[Your assignment]: Find the line below that contains "Phrase: black cabinet door". Transcribe it and every line after it exactly, adding nothing.

[Records from a collection]:
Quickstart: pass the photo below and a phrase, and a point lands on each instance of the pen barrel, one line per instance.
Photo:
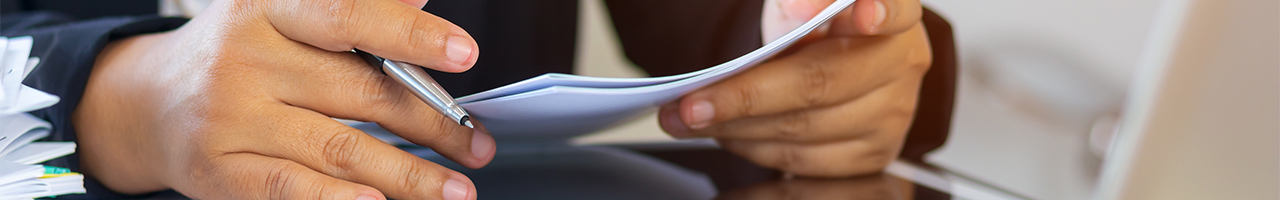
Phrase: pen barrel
(426, 89)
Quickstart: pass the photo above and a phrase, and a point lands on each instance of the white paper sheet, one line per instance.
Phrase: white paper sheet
(557, 107)
(565, 105)
(14, 66)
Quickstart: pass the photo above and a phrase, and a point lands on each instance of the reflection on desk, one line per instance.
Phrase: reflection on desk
(686, 171)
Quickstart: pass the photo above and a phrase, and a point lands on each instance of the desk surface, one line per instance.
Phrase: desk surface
(682, 171)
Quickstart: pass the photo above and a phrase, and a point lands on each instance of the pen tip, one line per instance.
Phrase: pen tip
(466, 121)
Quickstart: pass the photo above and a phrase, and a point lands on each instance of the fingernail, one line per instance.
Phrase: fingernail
(700, 114)
(481, 145)
(460, 50)
(880, 14)
(456, 190)
(670, 122)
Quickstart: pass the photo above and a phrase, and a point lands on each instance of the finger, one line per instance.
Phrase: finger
(339, 85)
(254, 176)
(878, 17)
(873, 186)
(831, 159)
(886, 107)
(819, 75)
(417, 4)
(392, 30)
(330, 148)
(864, 18)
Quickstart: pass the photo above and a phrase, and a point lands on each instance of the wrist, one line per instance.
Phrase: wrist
(114, 144)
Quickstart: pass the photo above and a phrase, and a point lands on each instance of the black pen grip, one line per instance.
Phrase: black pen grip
(374, 60)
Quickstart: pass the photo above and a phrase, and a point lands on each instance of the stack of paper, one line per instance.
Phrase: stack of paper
(21, 177)
(563, 105)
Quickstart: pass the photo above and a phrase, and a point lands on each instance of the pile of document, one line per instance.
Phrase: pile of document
(554, 107)
(21, 175)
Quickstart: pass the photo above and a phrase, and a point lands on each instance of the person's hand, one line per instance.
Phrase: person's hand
(238, 104)
(836, 104)
(865, 187)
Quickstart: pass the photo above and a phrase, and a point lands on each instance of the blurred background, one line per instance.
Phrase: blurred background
(1040, 89)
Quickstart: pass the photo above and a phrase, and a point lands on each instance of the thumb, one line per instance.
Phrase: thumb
(782, 16)
(417, 4)
(864, 18)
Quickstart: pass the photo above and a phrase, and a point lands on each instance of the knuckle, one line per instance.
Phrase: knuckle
(746, 98)
(414, 33)
(339, 14)
(339, 150)
(278, 181)
(378, 96)
(414, 176)
(790, 159)
(817, 81)
(794, 126)
(438, 131)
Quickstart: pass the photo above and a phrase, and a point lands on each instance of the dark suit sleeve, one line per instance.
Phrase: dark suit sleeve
(67, 51)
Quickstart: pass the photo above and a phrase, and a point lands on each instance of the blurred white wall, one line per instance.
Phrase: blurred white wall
(1036, 77)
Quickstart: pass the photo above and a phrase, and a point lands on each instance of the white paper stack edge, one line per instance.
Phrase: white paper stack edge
(21, 175)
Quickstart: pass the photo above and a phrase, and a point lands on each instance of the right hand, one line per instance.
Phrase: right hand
(238, 104)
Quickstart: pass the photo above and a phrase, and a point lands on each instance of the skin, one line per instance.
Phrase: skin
(877, 186)
(238, 104)
(836, 104)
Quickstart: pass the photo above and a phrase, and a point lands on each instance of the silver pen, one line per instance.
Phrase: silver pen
(421, 85)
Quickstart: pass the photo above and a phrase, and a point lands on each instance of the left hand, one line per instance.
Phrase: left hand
(837, 103)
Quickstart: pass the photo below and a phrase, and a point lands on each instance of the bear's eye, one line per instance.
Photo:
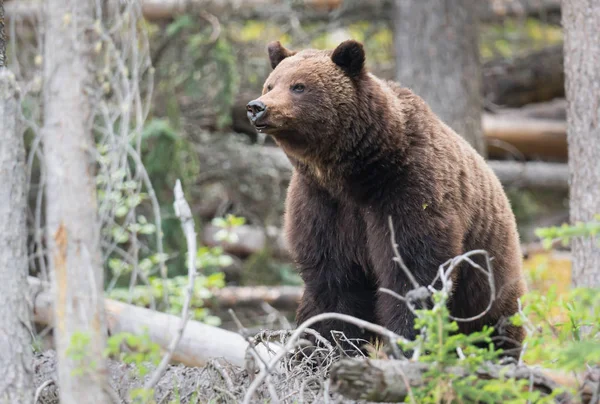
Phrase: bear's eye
(298, 88)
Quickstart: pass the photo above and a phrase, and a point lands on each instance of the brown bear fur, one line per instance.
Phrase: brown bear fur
(364, 150)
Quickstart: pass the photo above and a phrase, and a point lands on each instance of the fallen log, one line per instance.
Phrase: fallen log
(391, 380)
(537, 131)
(280, 297)
(524, 134)
(178, 384)
(528, 137)
(199, 343)
(248, 240)
(532, 174)
(309, 10)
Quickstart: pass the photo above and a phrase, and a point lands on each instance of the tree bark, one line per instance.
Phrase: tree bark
(581, 19)
(16, 385)
(437, 56)
(72, 230)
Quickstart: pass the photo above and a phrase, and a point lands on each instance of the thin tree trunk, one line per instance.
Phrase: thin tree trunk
(16, 384)
(438, 58)
(72, 223)
(581, 19)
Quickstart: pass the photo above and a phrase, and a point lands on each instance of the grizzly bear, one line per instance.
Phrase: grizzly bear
(365, 150)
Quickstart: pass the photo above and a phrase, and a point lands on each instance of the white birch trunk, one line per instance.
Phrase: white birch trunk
(581, 21)
(438, 58)
(16, 385)
(71, 214)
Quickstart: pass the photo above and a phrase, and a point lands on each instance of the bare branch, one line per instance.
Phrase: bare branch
(184, 213)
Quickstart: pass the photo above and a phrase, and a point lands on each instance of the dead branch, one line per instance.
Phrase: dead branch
(310, 10)
(390, 380)
(199, 342)
(184, 213)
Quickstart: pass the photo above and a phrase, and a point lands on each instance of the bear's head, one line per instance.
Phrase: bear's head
(310, 99)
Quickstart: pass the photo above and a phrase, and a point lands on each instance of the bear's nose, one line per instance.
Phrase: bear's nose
(255, 109)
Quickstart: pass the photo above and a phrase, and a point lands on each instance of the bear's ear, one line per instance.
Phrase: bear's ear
(277, 53)
(350, 56)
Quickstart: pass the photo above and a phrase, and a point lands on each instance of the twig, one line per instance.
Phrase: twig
(390, 335)
(184, 213)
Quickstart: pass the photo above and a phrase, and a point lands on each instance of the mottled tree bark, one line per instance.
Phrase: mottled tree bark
(438, 58)
(581, 20)
(16, 385)
(71, 214)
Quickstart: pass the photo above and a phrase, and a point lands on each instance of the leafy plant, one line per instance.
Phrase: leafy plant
(566, 232)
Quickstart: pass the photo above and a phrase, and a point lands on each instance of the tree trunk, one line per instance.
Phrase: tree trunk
(438, 58)
(16, 385)
(72, 224)
(581, 19)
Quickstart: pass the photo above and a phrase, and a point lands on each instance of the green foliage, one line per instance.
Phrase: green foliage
(78, 352)
(513, 36)
(562, 334)
(452, 377)
(562, 329)
(167, 156)
(141, 351)
(174, 289)
(566, 232)
(226, 226)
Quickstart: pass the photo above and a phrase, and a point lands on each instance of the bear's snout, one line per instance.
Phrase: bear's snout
(256, 110)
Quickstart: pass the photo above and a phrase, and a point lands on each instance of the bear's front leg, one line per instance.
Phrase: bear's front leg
(324, 237)
(423, 249)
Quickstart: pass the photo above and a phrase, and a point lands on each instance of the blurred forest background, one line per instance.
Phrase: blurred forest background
(169, 85)
(208, 59)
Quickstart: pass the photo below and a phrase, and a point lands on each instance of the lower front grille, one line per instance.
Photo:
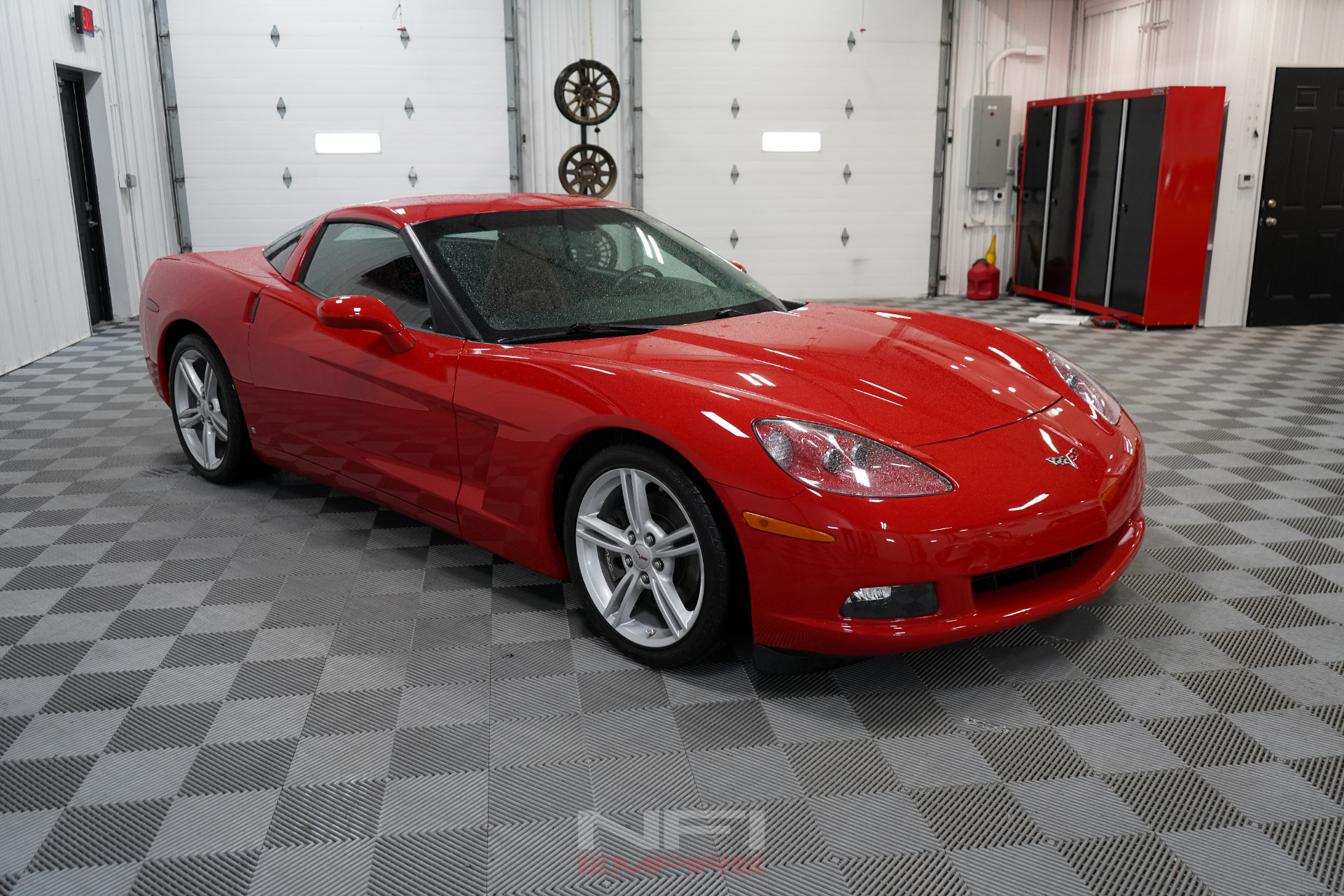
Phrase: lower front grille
(1026, 573)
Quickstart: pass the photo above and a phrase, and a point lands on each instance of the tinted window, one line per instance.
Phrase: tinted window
(280, 251)
(366, 260)
(539, 270)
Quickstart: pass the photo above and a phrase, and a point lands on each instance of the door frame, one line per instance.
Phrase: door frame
(1262, 152)
(115, 198)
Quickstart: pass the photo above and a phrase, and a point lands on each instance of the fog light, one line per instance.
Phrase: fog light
(891, 602)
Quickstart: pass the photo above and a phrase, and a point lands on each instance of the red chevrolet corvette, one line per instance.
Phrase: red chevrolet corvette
(580, 388)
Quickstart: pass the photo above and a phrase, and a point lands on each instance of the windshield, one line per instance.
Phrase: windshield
(521, 273)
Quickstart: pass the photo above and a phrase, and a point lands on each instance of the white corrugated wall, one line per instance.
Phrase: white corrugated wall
(42, 292)
(981, 30)
(340, 66)
(1233, 43)
(793, 70)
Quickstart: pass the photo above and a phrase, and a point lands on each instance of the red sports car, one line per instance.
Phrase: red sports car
(587, 391)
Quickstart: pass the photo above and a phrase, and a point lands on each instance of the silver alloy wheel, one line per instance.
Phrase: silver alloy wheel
(640, 558)
(198, 406)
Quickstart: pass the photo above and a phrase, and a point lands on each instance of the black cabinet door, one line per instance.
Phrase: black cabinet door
(1062, 203)
(1142, 148)
(1298, 272)
(1100, 206)
(1035, 174)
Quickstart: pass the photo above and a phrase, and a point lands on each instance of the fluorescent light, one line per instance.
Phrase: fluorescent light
(790, 141)
(347, 144)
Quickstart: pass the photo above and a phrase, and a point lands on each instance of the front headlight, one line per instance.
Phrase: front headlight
(1098, 397)
(840, 463)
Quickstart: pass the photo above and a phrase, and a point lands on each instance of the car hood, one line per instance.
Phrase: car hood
(913, 378)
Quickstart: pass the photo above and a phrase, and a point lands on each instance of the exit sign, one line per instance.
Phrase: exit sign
(83, 20)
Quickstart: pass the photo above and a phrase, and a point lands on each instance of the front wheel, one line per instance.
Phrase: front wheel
(648, 556)
(206, 413)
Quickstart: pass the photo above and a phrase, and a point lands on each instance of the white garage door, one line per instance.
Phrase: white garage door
(340, 67)
(794, 71)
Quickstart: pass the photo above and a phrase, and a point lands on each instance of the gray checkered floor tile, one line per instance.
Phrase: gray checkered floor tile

[Worked solution]:
Phrase: black cabinet door
(1062, 203)
(1142, 148)
(1298, 272)
(1100, 206)
(1035, 174)
Quickstart: pass the photo above and a phrase, and a point lands on each instance of the fluorescent light, one line per instance.
Phrase: fluorescent light
(790, 141)
(347, 144)
Quickstart: pass the photo above and a phrase, and a point lands on each instance of the front headlight, one line per instance.
Phrase: front headlight
(1098, 397)
(840, 463)
Quickstart: pass the photo above and a phrase, and a point lands on each instance of the car hood, one line per instance.
Phrase: car hood
(913, 378)
Quickstart: pass the photo above and a phrase, and a point lands on each instance of the exit sign, one line per instance.
Phrase: exit sign
(83, 20)
Quickstart: pass the photo above and a phrase, and a point lands on each instance of the front wheel, one line per instance.
Phrase: front wheel
(648, 556)
(206, 413)
Quickstart: pass the photo above and a phrase, and a point lands on each instance of the white garage door, one line per instance.
Phrase: white garage door
(340, 67)
(794, 71)
Quickstart: pass the photo above and a phrase, and a point lands on each instance of the gray checkered floor tile, one line per instance.
Phrase: gray checkered floor tile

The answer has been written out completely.